Collected data entries:
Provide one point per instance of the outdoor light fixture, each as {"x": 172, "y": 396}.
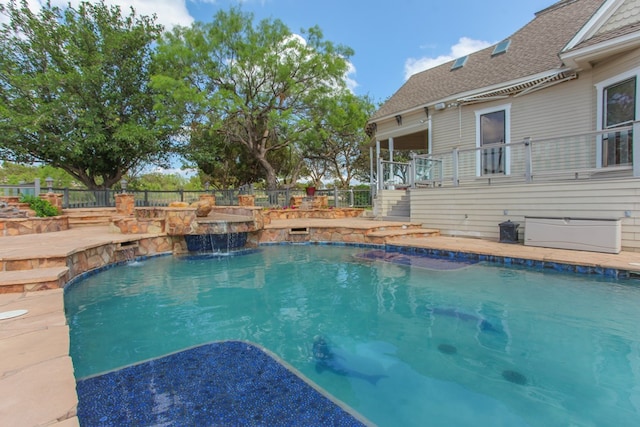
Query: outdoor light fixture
{"x": 49, "y": 182}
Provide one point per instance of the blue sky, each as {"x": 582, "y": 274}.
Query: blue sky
{"x": 391, "y": 39}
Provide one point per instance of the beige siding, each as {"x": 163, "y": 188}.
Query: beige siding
{"x": 627, "y": 13}
{"x": 392, "y": 203}
{"x": 615, "y": 66}
{"x": 476, "y": 211}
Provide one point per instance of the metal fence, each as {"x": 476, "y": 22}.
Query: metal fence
{"x": 583, "y": 156}
{"x": 77, "y": 198}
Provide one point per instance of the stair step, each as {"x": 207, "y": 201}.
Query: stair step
{"x": 89, "y": 217}
{"x": 33, "y": 280}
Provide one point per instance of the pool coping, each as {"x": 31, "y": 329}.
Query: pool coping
{"x": 34, "y": 322}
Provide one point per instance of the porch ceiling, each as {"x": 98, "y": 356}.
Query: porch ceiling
{"x": 413, "y": 141}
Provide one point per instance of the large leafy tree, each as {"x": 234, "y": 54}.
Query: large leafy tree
{"x": 74, "y": 90}
{"x": 338, "y": 144}
{"x": 252, "y": 86}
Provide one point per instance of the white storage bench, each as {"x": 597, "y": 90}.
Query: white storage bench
{"x": 585, "y": 234}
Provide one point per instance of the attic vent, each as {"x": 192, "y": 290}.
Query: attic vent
{"x": 459, "y": 62}
{"x": 501, "y": 47}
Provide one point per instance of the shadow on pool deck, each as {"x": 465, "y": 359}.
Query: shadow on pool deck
{"x": 37, "y": 386}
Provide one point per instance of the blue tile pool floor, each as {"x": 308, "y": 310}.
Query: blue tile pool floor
{"x": 218, "y": 384}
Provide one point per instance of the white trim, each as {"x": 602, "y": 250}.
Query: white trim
{"x": 474, "y": 92}
{"x": 592, "y": 26}
{"x": 600, "y": 86}
{"x": 507, "y": 136}
{"x": 579, "y": 58}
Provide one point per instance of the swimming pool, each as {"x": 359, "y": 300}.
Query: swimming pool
{"x": 439, "y": 344}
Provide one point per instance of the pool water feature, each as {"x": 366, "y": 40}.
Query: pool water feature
{"x": 479, "y": 345}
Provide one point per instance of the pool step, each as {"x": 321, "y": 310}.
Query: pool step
{"x": 382, "y": 236}
{"x": 33, "y": 280}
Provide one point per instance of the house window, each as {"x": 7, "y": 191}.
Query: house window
{"x": 492, "y": 132}
{"x": 619, "y": 109}
{"x": 617, "y": 106}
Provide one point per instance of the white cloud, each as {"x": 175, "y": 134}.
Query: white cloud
{"x": 169, "y": 12}
{"x": 349, "y": 78}
{"x": 464, "y": 47}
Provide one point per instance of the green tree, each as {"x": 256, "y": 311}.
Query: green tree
{"x": 74, "y": 90}
{"x": 13, "y": 173}
{"x": 338, "y": 144}
{"x": 256, "y": 87}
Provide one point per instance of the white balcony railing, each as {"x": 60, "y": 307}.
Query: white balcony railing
{"x": 584, "y": 156}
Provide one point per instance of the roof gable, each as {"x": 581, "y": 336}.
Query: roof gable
{"x": 533, "y": 50}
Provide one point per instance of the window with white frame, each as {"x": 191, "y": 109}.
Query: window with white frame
{"x": 617, "y": 107}
{"x": 492, "y": 133}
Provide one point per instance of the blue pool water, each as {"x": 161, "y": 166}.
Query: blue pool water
{"x": 403, "y": 342}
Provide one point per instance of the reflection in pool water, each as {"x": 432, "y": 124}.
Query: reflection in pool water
{"x": 479, "y": 345}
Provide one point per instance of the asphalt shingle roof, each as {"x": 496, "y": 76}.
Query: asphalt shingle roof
{"x": 534, "y": 49}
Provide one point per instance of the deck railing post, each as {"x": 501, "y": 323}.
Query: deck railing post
{"x": 636, "y": 149}
{"x": 528, "y": 165}
{"x": 454, "y": 167}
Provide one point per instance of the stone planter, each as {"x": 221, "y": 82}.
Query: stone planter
{"x": 246, "y": 200}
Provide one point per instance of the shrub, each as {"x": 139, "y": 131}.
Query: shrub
{"x": 42, "y": 208}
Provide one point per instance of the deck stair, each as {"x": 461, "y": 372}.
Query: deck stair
{"x": 33, "y": 280}
{"x": 89, "y": 217}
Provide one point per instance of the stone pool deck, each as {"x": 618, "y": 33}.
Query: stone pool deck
{"x": 37, "y": 385}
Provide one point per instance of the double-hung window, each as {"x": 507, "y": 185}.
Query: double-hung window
{"x": 492, "y": 132}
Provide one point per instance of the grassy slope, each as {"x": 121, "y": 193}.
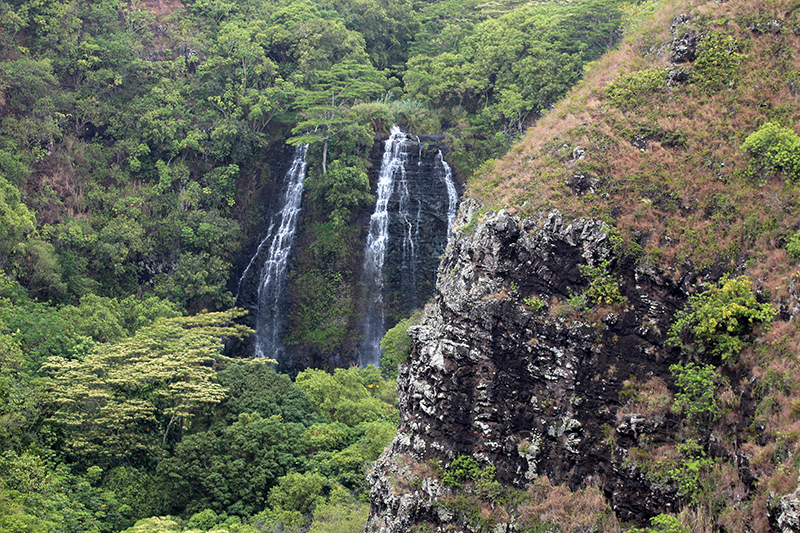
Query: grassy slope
{"x": 691, "y": 202}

→ SET PROBLEM: Render the lines from the one containing "Provide one point per instance of the deck stair, each" through the end of the entries, inclusive, as a JSON list of strings with one string per line and blank lines omitted. Leave the pictures out of the answer.

→ ANSWER FOR THIS EXERCISE:
[
  "Provide one point per instance of the deck stair, each as {\"x\": 461, \"y\": 372}.",
  "Query: deck stair",
  "{\"x\": 33, \"y\": 280}",
  "{\"x\": 89, \"y\": 217}",
  "Provide one point per instance of the stone pool deck, each as {\"x\": 618, \"y\": 33}.",
  "Query: stone pool deck",
  "{\"x\": 37, \"y\": 385}",
  "Provide one point per instance of the double-hung window, each as {\"x\": 507, \"y\": 185}.",
  "Query: double-hung window",
  "{\"x\": 492, \"y\": 132}",
  "Provide one point per instance of the grassy slope, each as {\"x\": 121, \"y\": 193}.",
  "Query: grassy slope",
  "{\"x\": 691, \"y\": 202}"
]